Instructions to follow:
All of the data below is to be written out again exactly.

[Region pointing data]
*** Block opens ***

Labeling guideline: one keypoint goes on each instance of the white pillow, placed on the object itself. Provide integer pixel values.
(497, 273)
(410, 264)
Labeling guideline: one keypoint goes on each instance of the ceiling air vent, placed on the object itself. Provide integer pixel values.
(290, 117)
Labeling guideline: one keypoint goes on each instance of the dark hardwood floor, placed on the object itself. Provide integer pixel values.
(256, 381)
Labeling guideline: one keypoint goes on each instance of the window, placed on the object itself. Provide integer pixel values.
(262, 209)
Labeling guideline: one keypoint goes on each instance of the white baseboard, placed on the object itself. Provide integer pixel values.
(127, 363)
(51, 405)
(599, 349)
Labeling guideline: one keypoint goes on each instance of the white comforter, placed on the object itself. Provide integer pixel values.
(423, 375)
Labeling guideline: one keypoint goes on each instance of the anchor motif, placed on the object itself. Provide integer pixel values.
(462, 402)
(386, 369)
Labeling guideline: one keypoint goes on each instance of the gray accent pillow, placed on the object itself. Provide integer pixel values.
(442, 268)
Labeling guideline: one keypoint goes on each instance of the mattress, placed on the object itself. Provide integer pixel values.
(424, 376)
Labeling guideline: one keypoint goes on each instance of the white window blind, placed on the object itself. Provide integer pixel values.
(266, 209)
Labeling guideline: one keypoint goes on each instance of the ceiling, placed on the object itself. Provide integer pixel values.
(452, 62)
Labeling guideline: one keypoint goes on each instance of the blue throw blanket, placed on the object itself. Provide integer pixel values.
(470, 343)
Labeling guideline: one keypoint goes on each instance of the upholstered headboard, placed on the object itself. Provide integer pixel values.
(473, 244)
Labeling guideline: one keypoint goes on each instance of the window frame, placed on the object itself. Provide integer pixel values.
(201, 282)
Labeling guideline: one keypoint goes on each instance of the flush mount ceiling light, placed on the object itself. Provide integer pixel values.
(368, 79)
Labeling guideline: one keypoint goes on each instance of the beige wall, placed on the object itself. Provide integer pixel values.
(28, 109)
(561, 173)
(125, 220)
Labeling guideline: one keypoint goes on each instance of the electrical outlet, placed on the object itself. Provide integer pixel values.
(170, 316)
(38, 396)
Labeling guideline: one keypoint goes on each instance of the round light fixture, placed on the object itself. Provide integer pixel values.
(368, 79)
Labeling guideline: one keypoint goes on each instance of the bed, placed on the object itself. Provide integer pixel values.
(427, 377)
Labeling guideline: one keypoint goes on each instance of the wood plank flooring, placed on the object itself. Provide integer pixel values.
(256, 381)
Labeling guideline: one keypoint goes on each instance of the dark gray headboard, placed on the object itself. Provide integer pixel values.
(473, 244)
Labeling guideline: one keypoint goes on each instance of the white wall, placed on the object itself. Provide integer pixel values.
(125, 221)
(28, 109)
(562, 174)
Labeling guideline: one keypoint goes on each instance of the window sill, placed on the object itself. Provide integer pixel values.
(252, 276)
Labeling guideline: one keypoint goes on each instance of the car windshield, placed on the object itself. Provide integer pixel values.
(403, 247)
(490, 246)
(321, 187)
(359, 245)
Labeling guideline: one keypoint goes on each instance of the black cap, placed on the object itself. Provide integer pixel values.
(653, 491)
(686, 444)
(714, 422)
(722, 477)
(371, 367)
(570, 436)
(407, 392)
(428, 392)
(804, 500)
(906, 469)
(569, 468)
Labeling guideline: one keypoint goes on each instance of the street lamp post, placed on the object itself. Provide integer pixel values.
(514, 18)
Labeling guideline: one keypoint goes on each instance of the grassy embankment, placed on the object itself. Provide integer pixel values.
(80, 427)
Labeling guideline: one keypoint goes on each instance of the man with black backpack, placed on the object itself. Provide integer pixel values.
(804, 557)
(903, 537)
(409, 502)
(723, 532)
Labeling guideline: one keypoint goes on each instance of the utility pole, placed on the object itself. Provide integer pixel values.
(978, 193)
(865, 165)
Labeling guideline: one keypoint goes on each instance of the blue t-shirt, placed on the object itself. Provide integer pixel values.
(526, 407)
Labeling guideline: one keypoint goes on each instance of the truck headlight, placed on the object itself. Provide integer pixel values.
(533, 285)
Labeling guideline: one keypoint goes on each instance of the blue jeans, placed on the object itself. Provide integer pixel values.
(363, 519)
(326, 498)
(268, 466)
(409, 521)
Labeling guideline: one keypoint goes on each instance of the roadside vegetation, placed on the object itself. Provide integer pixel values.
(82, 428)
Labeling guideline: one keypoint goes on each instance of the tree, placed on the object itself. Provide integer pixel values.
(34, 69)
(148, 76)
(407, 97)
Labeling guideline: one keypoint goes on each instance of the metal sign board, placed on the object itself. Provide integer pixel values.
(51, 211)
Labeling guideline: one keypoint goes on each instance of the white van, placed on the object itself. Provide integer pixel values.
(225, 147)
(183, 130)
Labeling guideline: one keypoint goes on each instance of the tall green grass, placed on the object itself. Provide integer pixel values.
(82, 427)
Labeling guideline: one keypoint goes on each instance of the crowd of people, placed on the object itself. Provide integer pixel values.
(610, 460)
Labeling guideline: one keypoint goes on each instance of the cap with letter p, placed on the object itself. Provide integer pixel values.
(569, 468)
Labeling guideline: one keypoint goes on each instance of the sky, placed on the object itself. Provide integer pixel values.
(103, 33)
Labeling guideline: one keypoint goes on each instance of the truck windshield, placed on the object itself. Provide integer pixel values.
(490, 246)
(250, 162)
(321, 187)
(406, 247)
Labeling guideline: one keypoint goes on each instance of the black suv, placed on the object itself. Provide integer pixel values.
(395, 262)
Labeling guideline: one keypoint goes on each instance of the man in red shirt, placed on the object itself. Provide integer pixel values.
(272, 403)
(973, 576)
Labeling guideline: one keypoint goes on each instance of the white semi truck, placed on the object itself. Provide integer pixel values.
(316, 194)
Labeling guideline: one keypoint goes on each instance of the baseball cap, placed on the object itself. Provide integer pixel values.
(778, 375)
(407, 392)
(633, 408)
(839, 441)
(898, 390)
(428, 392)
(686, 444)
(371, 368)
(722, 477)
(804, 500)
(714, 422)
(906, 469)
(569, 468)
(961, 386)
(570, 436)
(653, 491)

*** Block closes ***

Answer for this exercise:
Labeling guideline: one keypoint goes on each instance of the white pillow, placed on the object itself. Provide integer pixel values.
(497, 273)
(410, 264)
Labeling guideline: one keypoint goes on each instance of the ceiling air vent, placed on the object itself. Provide integer pixel values.
(290, 117)
Labeling guideline: one keypoint goes on each instance of the dark hardwood floor, placed on the object itself. Provide integer pixel values.
(256, 381)
Labeling guideline: one keypoint goes on each instance of the window, placed on the object itself. Provide integer pixel values.
(262, 209)
Labeling guideline: one keypoint goes on each instance of the white baseboard, placed on the object itself. Provide integer pixel values.
(127, 363)
(51, 405)
(599, 349)
Labeling guideline: one keypoint goes on each instance of the white comforter, placed on the object itself. Provide integer pixel values.
(423, 375)
Labeling guideline: one keypoint goes on each instance of the anchor motif, placed on the object itself. Provide integer pixel values.
(462, 402)
(386, 369)
Labeling guideline: one keypoint goes on each instance of the gray accent pillow, placed on the object itself. Provide integer pixel values.
(442, 268)
Labeling guideline: one keypoint goes on each instance of the mattress, placed on the object itself. Provide integer pixel values.
(424, 376)
Labeling guideline: one keypoint goes on each instance of the white window blind, placed on the object itself. Provide integer pixel values.
(266, 209)
Labeling guideline: one keypoint goes on each instance of the ceiling, placed on the object itself. Provide integer pixel values.
(452, 62)
Labeling guideline: one keypoint goes on each instance of the blue throw blanket, placed on the object itself. Provide integer pixel values.
(470, 343)
Labeling guideline: one keypoint goes on each instance of the upholstered headboard, placed on the object itself. Provide integer pixel values.
(473, 244)
Labeling guideline: one keypoint goes on each instance of the window frame, placed on the object itself. Provide integer pixel values.
(201, 282)
Labeling guideline: one keypoint goes on each instance of the flush mount ceiling light, placed on the object itself. Provide integer pixel values.
(368, 79)
Labeling guideline: one keypoint goes on each instance of the beige wall, placed on the object itself. Provide integer pixel values.
(28, 109)
(561, 173)
(125, 220)
Labeling guideline: one keypoint goes on each instance of the electrical outlet, placed on the object itself. Provide integer pixel values.
(170, 316)
(38, 396)
Labeling guideline: one keypoint goes on each instance of the round light fixture, placed on the object itself. Provide integer pixel values.
(368, 79)
Labeling guideline: one keypoint goes on each instance of the bed, placed on the object itself. Provide integer pixel values.
(427, 377)
Labeling guideline: one keypoint goes on each instance of the wood plank flooring, placed on the object itself. Provide integer pixel values.
(256, 381)
Labeling guideline: one keypoint goes on each instance of the dark gray headboard, placed on the object itself. Provide integer pixel values.
(473, 244)
Labeling guideline: one keypoint goes on each instance of the white wall, placed on the object itself. Provide integer pixel values.
(125, 221)
(28, 109)
(562, 174)
Labeling guideline: one keypoint goes on each instance of the window sill, placed on the object itself. Provide integer pixel values.
(252, 276)
Labeling guideline: one keypoint goes on each instance of the car windshield, placed on the object itself. Provide integer pixel values.
(403, 247)
(490, 246)
(321, 187)
(359, 245)
Labeling guideline: one keypoint goes on each instance of the black cap, placed on the object itself. Provide integer pixel values.
(653, 491)
(686, 444)
(714, 422)
(722, 477)
(371, 367)
(570, 436)
(407, 392)
(428, 392)
(804, 500)
(906, 469)
(569, 468)
Labeling guideline: one keypoint goes on each instance of the street lamp post, placed on the object itself. Provide integer pixel values.
(514, 18)
Labeling guideline: one keypoint goes on each instance of the grassy embankment, placed on the object itself. Provide integer pixel values.
(80, 427)
Labeling guideline: one keypoint goes on each instance of the man with black backpack, placed on the object itself. Provide integer pixel values.
(804, 557)
(903, 537)
(409, 502)
(723, 532)
Labeling guideline: one keypoint goes on each instance of the utility pole, placed on the object itself. Provide integer pixel values.
(978, 193)
(865, 165)
Labeling guideline: one keypoint goes on each instance of the blue t-shirt, placed on the object itself. Provide integer pixel values.
(526, 407)
Labeling guideline: one keypoint goes on each instance of the truck headlight, placed on the object itself. Provide integer pixel values.
(533, 285)
Labeling guideline: one keypoint goes on each instance of the blue jeans, placed on the object itself. Provide integer pixel values.
(363, 519)
(326, 498)
(268, 466)
(409, 521)
Labeling guideline: one keypoint goes on each instance of the roadside vegetation, placed on the object itself. Provide integer pixel values.
(82, 428)
Labeling guideline: one keypoint goes on each instance of the tree, placed on the object itself. Provide integer pixel values.
(34, 69)
(148, 76)
(407, 97)
Labeling guideline: one keypoint goes on each instance of the metal sign board, placed on the object itself. Provide integer pixel values.
(51, 211)
Labeling guideline: one keypoint goes on each instance of the white van, placed on the object itself. Provide integer pixel values.
(225, 147)
(183, 130)
Labeling guideline: one keypoint goes on each instance of the tall green grass, placed on the object itself. Provide integer pixel values.
(82, 427)
Labeling guideline: one keypoint goes on each instance of the crowd of people, placed on the object itself. Provide integer pixel values.
(610, 460)
Labeling guideline: one keypoint goes on each instance of the cap with letter p, placed on the object itself. Provide integer pixel values.
(569, 468)
Labeling guideline: one keypoint goes on each instance of the sky, placed on the object itself. Provide integer pixel values.
(103, 33)
Labeling guideline: one keypoint goes on each instance of the truck windshield, placed on the object itself. Provide integer pixel values.
(490, 246)
(250, 162)
(321, 187)
(406, 247)
Labeling guideline: one keypoint goes on each instance of the black suv, placed on the object itself. Provide integer pixel values.
(395, 262)
Labeling guideline: one keypoint goes on each instance of the man in red shirt, placed on the object itself. Provide integer pixel values.
(272, 403)
(973, 576)
Labeling guideline: one keypoint goes on each instance of the white semi truck, placed on the object itself. Provide integer pixel values.
(316, 194)
Labeling guideline: one keypoint goes on each instance of the baseball cap, placed on the object itself. Provide integer pixel values.
(778, 375)
(407, 392)
(633, 408)
(839, 441)
(898, 390)
(428, 392)
(686, 444)
(371, 368)
(722, 477)
(804, 500)
(714, 422)
(906, 469)
(569, 468)
(961, 386)
(570, 436)
(653, 491)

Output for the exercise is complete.